Your assignment = Rewrite the Whaling Museum internship post between "I’ve made it" and "come through occasionally.", inclusive, changing "conference room" to "meeting room".

Excerpt to read =

>>

I’ve made it to New Bedford and I’ve officially done two days of interning. It was a bit of a journey to get here—initially I landed in Providence, Rhode Island, and had to look up a friend to stay with in Boston before busing myself down to the Whaling Museum on Monday.
Currently, I’m living in the “Scholars’ Quarters” (very posh sounding, I know), where I have basically the entire third floor of the Kendall library to myself. There is my room, which contains an office and a bedroom bisected by a small wall, three or four other bedrooms, two bathrooms, a conference room, a kitchen, a living room, several random supply closets, and a huge common room all for little ol’ me. Right now, I live alone, but I’m told other people (“scholars”, I presume) will come through occasionally.
The first order of business was moving all the best furniture into my room, which I’ve just about accomplished.
The second was buying food.
I keep finding new parts to the Scholars’ Quarters. I found a couple random doors that go out to different parts of the roof. I also keep finding random TVs and trinkets squirreled around in various cabinets, as well as notes and things from previous interns, which generally contain advice, and happy little pictures in all sorts of unexpected places.

<<

Dataset extract =
>>

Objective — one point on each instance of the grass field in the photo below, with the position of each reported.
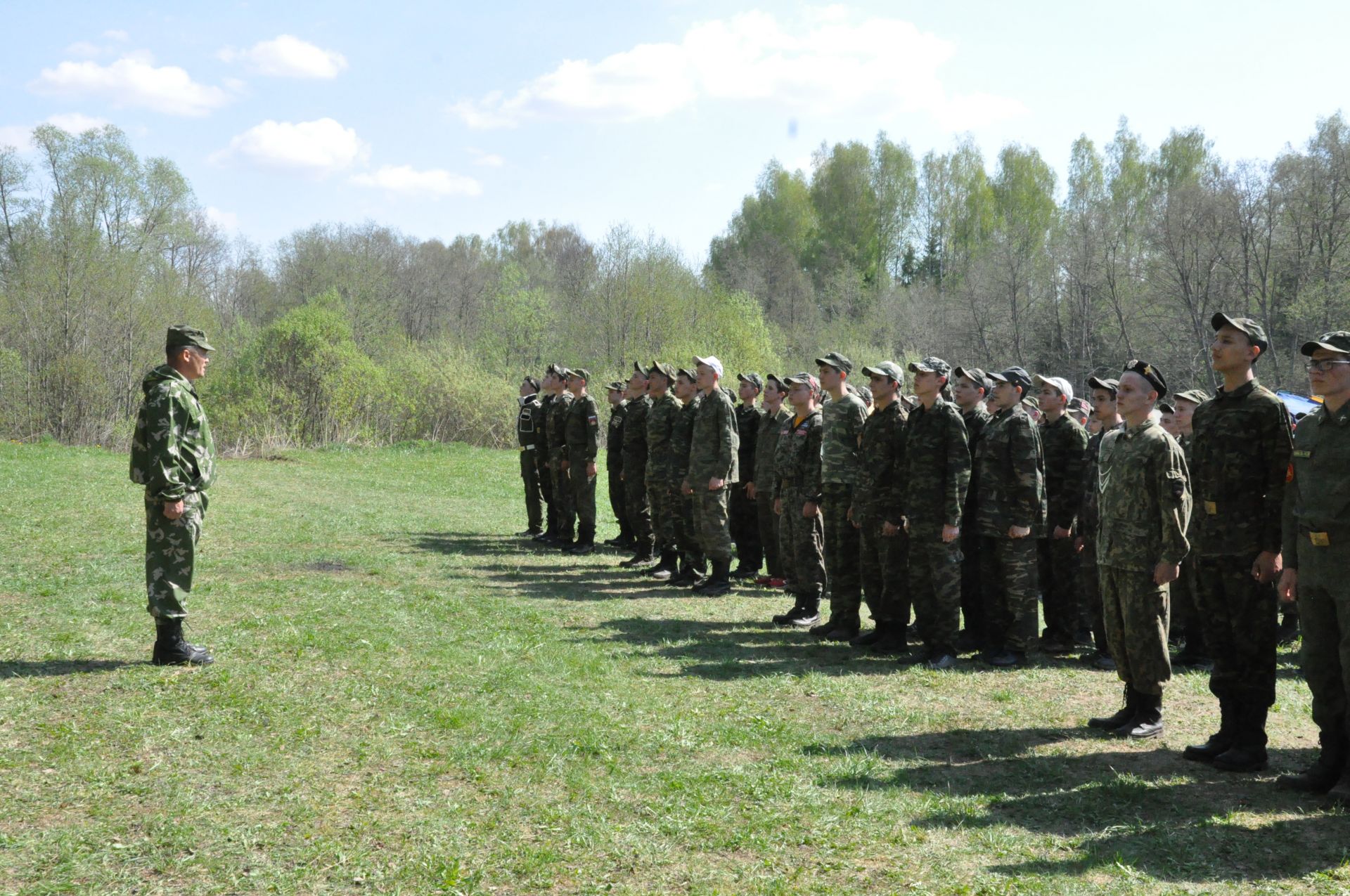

<<

Result =
I’ve made it to New Bedford and I’ve officially done two days of interning. It was a bit of a journey to get here—initially I landed in Providence, Rhode Island, and had to look up a friend to stay with in Boston before busing myself down to the Whaling Museum on Monday.
Currently, I’m living in the “Scholars’ Quarters” (very posh sounding, I know), where I have basically the entire third floor of the Kendall library to myself. There is my room, which contains an office and a bedroom bisected by a small wall, three or four other bedrooms, two bathrooms, a meeting room, a kitchen, a living room, several random supply closets, and a huge common room all for little ol’ me. Right now, I live alone, but I’m told other people (“scholars”, I presume) will come through occasionally.